#### SET EXERCISE
Count the lines in the entries below that contain the string "black", and reply with that number alone.

#### ROWS
________________

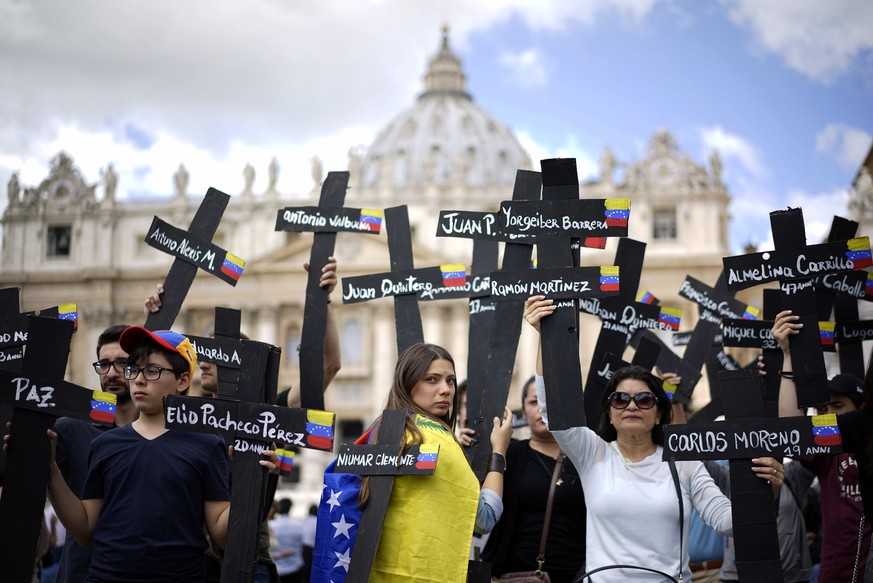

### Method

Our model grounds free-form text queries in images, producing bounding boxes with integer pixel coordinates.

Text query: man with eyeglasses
[55,324,139,583]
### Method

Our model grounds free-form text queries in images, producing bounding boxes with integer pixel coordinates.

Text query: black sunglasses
[607,391,658,409]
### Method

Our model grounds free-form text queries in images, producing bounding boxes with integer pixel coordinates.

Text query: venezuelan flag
[440,263,467,287]
[637,289,658,304]
[221,253,246,281]
[276,447,294,475]
[661,381,676,402]
[743,306,761,320]
[415,443,440,470]
[306,409,334,451]
[846,237,873,269]
[600,265,618,291]
[818,322,837,346]
[582,237,606,249]
[603,198,630,227]
[360,209,382,233]
[58,304,79,330]
[812,413,843,445]
[658,308,682,332]
[89,391,116,423]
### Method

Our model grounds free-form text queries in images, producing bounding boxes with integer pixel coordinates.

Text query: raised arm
[773,310,804,417]
[48,429,103,546]
[287,257,342,407]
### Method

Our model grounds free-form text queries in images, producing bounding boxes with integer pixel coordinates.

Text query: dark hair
[358,342,461,508]
[521,376,537,411]
[97,324,128,359]
[127,337,191,395]
[597,365,673,445]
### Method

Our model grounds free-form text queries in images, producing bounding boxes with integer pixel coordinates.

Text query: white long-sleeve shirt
[536,375,733,583]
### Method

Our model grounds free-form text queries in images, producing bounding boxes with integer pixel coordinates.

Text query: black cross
[342,205,467,354]
[164,308,335,583]
[724,208,873,407]
[0,317,115,581]
[467,170,542,480]
[580,237,682,425]
[276,172,382,409]
[664,370,840,583]
[144,188,245,330]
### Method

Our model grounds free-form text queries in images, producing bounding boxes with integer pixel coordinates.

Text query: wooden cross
[336,409,436,583]
[164,308,335,583]
[723,208,873,407]
[454,170,542,481]
[664,370,840,583]
[0,317,115,581]
[144,188,245,330]
[342,205,467,354]
[276,172,383,409]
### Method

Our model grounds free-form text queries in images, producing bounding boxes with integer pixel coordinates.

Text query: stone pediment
[247,232,456,277]
[10,152,97,212]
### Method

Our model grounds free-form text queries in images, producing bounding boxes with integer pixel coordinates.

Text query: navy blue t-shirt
[82,425,230,583]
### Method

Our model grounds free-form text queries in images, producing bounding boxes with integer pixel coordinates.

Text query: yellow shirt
[370,415,479,583]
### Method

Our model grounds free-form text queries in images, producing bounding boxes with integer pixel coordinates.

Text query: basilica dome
[350,27,531,208]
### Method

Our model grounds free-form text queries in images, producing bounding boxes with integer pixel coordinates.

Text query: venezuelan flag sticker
[603,198,630,227]
[276,448,294,475]
[812,413,843,445]
[415,443,440,470]
[306,409,334,451]
[440,263,467,287]
[818,322,837,346]
[89,391,116,423]
[221,253,246,281]
[661,381,676,402]
[637,289,658,304]
[361,209,382,233]
[600,265,618,291]
[846,237,873,269]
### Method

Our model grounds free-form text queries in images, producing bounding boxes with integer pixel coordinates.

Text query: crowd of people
[4,266,873,583]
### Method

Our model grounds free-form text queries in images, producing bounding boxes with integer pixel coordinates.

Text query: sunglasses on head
[608,391,658,409]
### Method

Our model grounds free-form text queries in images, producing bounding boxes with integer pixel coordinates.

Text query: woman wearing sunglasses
[524,296,784,582]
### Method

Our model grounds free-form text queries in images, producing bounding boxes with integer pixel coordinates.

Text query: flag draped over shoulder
[309,460,361,583]
[310,415,479,583]
[370,415,479,583]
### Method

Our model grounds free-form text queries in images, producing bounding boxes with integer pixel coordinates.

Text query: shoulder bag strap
[537,452,566,574]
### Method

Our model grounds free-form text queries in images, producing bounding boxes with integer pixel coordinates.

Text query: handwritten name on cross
[276,172,383,409]
[664,370,841,582]
[723,208,873,407]
[144,188,245,330]
[579,237,682,424]
[0,317,115,581]
[342,205,467,354]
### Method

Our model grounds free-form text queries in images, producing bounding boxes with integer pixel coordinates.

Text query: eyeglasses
[124,364,176,381]
[91,358,127,375]
[608,391,658,409]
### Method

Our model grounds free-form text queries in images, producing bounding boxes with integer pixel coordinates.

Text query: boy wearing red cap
[49,326,269,582]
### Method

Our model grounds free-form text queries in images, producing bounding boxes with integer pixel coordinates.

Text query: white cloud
[699,126,770,180]
[722,0,873,83]
[500,48,554,89]
[815,123,873,171]
[516,131,600,182]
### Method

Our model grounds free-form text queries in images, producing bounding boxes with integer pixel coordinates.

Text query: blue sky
[0,0,873,250]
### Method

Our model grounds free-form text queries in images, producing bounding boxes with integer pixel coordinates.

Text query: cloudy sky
[0,0,873,250]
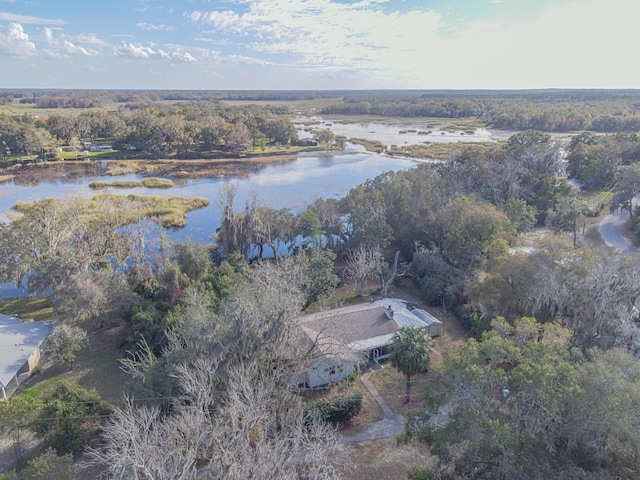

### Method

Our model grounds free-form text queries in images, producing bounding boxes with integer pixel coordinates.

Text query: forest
[0,91,640,480]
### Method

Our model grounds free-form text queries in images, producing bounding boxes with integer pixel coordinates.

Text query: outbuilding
[0,314,52,400]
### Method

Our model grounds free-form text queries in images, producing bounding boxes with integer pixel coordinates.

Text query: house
[89,145,113,152]
[0,314,52,400]
[296,138,318,147]
[294,299,442,388]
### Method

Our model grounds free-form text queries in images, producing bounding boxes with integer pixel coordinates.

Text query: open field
[0,103,124,117]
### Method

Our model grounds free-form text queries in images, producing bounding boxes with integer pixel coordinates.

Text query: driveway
[342,372,406,443]
[598,210,638,253]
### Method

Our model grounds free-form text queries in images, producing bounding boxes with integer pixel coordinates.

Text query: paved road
[342,372,406,443]
[598,210,638,253]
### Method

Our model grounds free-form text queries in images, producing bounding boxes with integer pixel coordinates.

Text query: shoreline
[0,150,359,185]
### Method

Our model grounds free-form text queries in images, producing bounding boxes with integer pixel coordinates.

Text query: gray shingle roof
[0,314,51,385]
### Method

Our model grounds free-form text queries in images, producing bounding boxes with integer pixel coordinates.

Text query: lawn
[0,298,55,322]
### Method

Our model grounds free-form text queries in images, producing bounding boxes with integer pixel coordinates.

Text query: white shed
[411,308,444,337]
[0,314,51,400]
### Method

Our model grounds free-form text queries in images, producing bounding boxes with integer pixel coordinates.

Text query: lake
[0,145,415,243]
[296,116,503,147]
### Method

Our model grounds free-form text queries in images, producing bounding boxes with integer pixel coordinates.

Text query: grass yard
[23,326,130,404]
[340,438,432,480]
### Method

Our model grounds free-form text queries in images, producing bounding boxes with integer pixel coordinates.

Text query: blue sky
[0,0,640,89]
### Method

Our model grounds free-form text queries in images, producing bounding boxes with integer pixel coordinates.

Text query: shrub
[305,392,362,424]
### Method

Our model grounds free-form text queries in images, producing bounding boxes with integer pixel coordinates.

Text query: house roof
[0,314,51,385]
[299,299,427,357]
[412,308,442,325]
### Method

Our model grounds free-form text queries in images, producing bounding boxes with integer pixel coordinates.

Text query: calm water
[300,116,497,147]
[0,146,415,243]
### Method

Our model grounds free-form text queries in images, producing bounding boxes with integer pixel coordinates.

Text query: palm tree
[389,327,431,403]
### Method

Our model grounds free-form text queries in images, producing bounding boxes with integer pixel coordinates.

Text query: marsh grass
[142,177,175,188]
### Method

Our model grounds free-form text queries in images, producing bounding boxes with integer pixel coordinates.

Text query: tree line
[321,90,640,132]
[0,125,640,480]
[0,103,298,159]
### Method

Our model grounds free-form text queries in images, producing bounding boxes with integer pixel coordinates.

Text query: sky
[0,0,640,90]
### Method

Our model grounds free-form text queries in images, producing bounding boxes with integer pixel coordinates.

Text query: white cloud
[0,12,65,25]
[0,22,36,58]
[114,43,198,63]
[42,27,99,58]
[185,0,440,77]
[136,22,175,32]
[74,33,111,48]
[225,55,273,65]
[185,0,640,88]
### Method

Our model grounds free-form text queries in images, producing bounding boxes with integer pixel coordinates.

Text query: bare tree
[346,245,383,297]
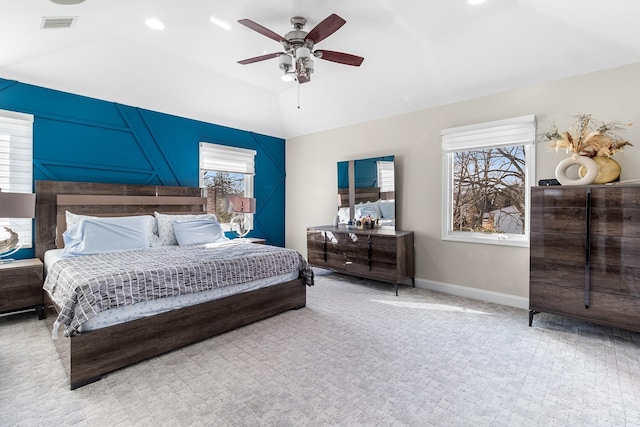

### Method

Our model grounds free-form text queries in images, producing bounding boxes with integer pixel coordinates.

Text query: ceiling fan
[238,13,364,83]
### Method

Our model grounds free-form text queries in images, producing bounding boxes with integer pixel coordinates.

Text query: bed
[36,181,313,389]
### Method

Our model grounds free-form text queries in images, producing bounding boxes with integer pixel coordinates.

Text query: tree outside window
[204,171,245,224]
[442,116,535,246]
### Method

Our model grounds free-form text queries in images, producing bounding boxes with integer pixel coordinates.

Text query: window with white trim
[0,110,33,248]
[376,160,396,193]
[441,115,536,247]
[200,142,256,231]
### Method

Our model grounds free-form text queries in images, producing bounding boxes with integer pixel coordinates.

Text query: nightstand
[0,258,45,319]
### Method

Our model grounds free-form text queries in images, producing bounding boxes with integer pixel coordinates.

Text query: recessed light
[209,16,231,31]
[144,18,164,30]
[51,0,84,4]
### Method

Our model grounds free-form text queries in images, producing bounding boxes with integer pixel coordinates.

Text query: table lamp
[0,189,36,264]
[227,196,256,238]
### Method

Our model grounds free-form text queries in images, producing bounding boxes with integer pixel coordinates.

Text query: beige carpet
[0,272,640,426]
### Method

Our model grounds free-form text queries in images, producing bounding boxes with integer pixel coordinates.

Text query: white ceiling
[0,0,640,138]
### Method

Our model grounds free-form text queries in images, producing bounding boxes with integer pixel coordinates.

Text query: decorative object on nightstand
[227,196,256,238]
[0,189,36,264]
[540,114,633,185]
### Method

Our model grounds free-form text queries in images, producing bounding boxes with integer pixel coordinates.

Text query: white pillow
[173,219,229,246]
[62,216,149,257]
[153,212,218,245]
[65,211,161,246]
[355,201,382,219]
[378,200,396,219]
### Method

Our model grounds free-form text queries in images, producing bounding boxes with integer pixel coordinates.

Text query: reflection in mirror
[338,156,396,229]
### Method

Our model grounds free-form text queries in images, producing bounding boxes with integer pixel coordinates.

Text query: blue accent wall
[0,79,285,258]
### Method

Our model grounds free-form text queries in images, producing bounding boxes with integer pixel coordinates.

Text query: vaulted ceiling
[0,0,640,138]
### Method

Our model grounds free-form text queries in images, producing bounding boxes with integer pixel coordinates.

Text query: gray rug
[0,271,640,426]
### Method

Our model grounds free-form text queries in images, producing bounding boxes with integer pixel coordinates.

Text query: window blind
[441,115,536,153]
[200,142,256,175]
[0,110,33,248]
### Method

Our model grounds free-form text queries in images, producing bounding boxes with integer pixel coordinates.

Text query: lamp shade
[227,196,256,213]
[0,190,36,218]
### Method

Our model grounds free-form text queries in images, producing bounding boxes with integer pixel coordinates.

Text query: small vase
[556,154,598,185]
[578,156,622,184]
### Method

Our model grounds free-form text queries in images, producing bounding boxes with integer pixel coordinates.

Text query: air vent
[40,16,78,30]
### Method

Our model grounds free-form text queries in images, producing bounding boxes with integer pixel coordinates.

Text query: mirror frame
[337,155,397,230]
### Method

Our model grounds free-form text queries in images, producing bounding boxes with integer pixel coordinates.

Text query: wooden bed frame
[36,181,306,390]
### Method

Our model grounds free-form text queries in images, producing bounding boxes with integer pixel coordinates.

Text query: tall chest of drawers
[529,185,640,331]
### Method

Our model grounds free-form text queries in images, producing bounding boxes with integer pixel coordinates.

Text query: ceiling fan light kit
[238,14,364,83]
[51,0,84,5]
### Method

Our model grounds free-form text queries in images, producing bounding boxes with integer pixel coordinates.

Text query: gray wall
[285,64,640,306]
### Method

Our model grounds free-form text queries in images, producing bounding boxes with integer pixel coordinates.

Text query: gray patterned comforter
[44,244,313,336]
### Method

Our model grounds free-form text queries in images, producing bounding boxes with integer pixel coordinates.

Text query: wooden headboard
[36,181,206,260]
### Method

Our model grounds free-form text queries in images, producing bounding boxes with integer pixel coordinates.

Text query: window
[200,142,256,231]
[0,110,33,248]
[442,115,536,246]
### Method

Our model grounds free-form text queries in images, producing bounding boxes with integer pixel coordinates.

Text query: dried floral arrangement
[540,114,633,157]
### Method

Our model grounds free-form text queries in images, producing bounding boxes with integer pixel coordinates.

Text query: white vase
[556,154,598,185]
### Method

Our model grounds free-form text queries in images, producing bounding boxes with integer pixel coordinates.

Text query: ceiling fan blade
[313,50,364,67]
[238,19,286,43]
[238,52,282,65]
[304,13,347,43]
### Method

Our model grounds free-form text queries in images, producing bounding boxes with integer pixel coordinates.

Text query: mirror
[338,156,396,229]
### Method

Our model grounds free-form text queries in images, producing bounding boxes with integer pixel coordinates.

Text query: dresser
[307,225,415,295]
[529,185,640,331]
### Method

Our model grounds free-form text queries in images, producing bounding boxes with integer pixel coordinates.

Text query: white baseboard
[416,278,529,310]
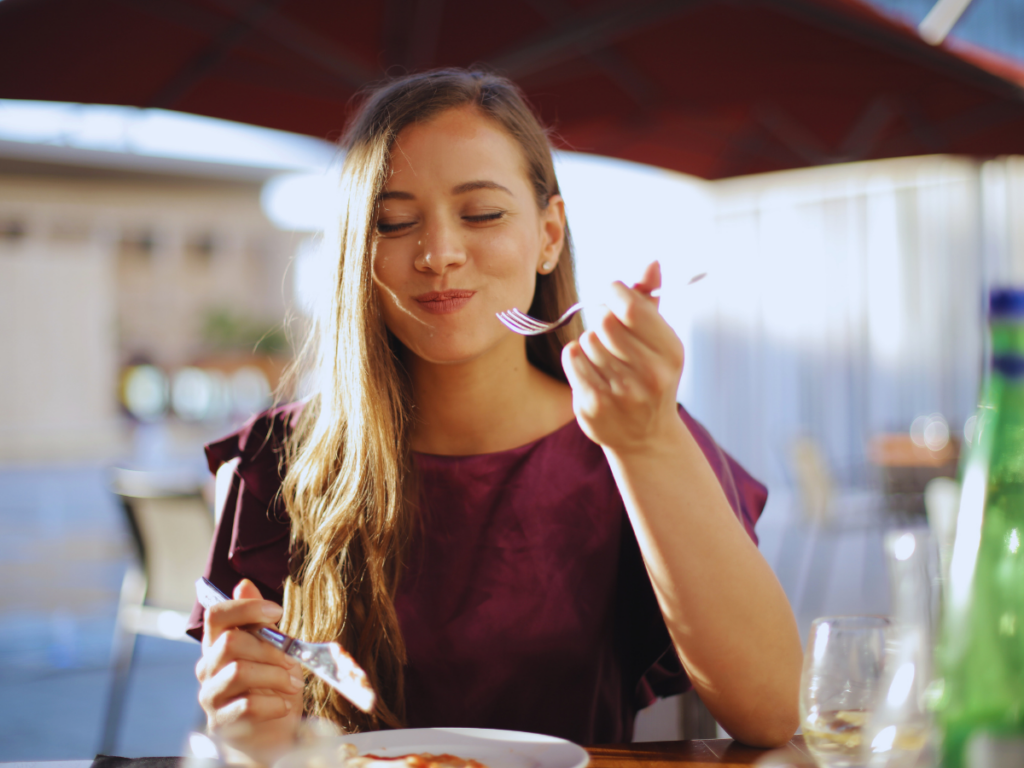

________________

#### RESULT OF THE EXERCISE
2